- **Exercise objective**
Output all of the data below exactly as given.

Dataset records:
-*-

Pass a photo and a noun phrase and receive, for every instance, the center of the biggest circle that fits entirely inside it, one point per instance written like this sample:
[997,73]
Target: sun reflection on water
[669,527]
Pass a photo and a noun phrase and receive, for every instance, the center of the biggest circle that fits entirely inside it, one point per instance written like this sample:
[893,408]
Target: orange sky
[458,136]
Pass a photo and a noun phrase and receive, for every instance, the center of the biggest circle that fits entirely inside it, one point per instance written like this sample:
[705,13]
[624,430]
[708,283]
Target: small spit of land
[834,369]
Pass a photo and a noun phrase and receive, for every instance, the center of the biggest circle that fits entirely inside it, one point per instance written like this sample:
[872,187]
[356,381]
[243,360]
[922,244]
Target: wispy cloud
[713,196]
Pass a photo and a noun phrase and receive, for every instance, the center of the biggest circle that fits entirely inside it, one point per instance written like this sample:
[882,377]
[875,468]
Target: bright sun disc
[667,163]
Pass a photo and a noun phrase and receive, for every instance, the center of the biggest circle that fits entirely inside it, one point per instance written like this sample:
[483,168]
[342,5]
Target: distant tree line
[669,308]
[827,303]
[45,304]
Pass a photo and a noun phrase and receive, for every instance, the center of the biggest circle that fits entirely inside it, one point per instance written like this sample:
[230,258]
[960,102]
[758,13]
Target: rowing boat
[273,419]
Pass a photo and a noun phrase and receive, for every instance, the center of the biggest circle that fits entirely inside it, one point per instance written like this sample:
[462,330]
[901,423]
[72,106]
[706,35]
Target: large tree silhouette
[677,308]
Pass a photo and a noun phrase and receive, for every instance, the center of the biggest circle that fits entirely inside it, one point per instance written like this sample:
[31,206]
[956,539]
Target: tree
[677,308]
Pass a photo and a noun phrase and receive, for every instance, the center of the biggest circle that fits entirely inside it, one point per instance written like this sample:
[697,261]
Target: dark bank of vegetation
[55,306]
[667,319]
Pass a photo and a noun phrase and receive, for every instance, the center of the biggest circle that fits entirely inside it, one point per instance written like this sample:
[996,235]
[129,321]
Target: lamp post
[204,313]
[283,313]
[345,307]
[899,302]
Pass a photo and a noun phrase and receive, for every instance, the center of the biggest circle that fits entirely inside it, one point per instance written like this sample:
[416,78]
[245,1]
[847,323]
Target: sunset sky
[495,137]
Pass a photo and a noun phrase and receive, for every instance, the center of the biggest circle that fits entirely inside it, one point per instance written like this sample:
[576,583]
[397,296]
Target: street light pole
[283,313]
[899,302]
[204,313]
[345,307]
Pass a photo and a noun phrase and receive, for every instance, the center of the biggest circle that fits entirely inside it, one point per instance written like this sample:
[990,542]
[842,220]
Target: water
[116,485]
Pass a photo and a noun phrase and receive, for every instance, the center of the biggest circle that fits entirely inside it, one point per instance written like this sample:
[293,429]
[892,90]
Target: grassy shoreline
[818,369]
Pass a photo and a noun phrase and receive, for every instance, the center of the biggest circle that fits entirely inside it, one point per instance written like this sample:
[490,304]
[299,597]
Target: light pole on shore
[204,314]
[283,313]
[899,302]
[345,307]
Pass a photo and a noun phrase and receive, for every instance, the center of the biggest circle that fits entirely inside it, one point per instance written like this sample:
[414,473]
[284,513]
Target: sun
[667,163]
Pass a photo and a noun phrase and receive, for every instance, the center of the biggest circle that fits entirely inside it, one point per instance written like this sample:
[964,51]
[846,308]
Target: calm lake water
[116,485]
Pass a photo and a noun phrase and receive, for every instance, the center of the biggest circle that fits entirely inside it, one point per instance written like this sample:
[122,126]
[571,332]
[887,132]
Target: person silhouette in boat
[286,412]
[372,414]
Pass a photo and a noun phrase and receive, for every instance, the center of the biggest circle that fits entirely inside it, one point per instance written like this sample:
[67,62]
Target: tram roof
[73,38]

-*-

- **Correct response**
Pass a photo and a noun phrase and receive, for every instance, the center of the biggest circle that fits entirely inside it, one point per instance written like this sample:
[997,73]
Target: sun reflection on water
[669,527]
Pass a photo and a noun phrase and receive, for every instance, the center of the biggest circle that fits entirely inside it, one point per instance written like this sample:
[893,408]
Target: orange sky
[458,136]
Pass a photo and a noun phrase and receive, for every instance, the center of the biggest circle that fits entirely inside it, one point per instance written like this sample:
[705,13]
[624,430]
[708,283]
Target: small spit of land
[834,369]
Pass a photo and a noun phrase and receive, for every instance, the center of the biggest circle that fits entirely inside it, one point per instance written like this sample:
[872,187]
[356,381]
[243,360]
[922,244]
Target: wispy cloud
[713,196]
Pass a photo and a noun phrase and receive, for every instance, the center of the biggest circle that fits entirely inside it, one point per instance written like this sample:
[882,377]
[875,468]
Target: bright sun disc
[667,163]
Pass a photo and a noun phrase and receive, for every instance, the center of the biggest circle that fits entirely inside it, one point per instance written like this sample:
[483,168]
[342,5]
Target: distant tree line
[669,308]
[827,303]
[45,304]
Pass a photo and a noun phrase and receive, for every instance, the center of the biggest circle that fits entirely inside it, one point per instance written like this sample:
[230,258]
[960,102]
[758,13]
Target: rowing boat
[273,419]
Pass a photo and a noun phrase and receive, for every instance, the center of the biggest circle that fits entirely inside it, one point per instance written like this sample:
[462,330]
[901,423]
[72,106]
[706,35]
Target: large tree silhouette
[677,308]
Pass a photo and a noun phrase and receive, for every instance, the center of the biggest circle that fits entirely inside it, one point per instance written like this sample:
[31,206]
[956,539]
Target: tree
[677,308]
Pass a photo and a noun phrase and receive, for every instance, the center of the biggest circle that fits entirely inside it, one point per instance written like this sample:
[697,261]
Target: dark bank of vegetation
[55,306]
[667,319]
Pass a photo and a noun phrase and receive, for every instance, the center of the biggest circle that fits entirely inside it, one point per instance written like this sample:
[996,235]
[129,321]
Target: lamp post
[204,313]
[283,313]
[345,307]
[899,302]
Pass a photo and a noun phrase and receive, for every instance, the center of the biggest circle that fits entirely inside it, one point per instance written like this sample:
[416,78]
[245,1]
[847,323]
Target: sunset sky
[495,137]
Pass a photo and a noun phrase and receive, for every instance, the center of the biggest circle that fits entirely inside it, one point per instance written like this sample:
[576,583]
[397,296]
Target: street light pole
[283,313]
[899,302]
[204,313]
[345,307]
Pass a photo and a noun phrase and receive, for every instance, the center of the biggest circle that fits entirely inside it, one point per instance written like this sample:
[990,542]
[842,220]
Target: water
[116,485]
Pass a photo and a noun phrase and receive, for every instance, the center of the biggest circle that fits entirely inside it, one point per instance written like this sample:
[293,429]
[892,90]
Target: grassy shoreline
[818,369]
Pass a photo and a noun phrase and receive, for every instance, the center of the biggest circle that fits entirely inside it, one point per instance written like this sample:
[490,304]
[299,597]
Target: light pole on shore
[204,314]
[283,313]
[899,302]
[345,307]
Pass a photo and a noun phrase and receive, for every instance, the center of the biggest circle that fits entirely inside it, one point per instance written like this sample:
[414,473]
[284,513]
Target: sun
[667,163]
Pass a photo and a noun phrase and receive, for every instance, the center of the biggest circle that fits entirely inside it, one point per instance written like this sample:
[964,51]
[846,308]
Target: calm lake water
[116,485]
Pass a photo and a noun phrase and receive, for every instance, the center of the biggest circle that fits entirely inside it, one point per instance written like this sample:
[122,126]
[571,332]
[887,132]
Target: person silhouette in boat
[286,412]
[372,414]
Pass a photo and a noun phrase and receive, for every instance, the center of the biggest circle that fits entirely inside it, one point per instance written like this sample:
[67,62]
Target: tram roof
[73,38]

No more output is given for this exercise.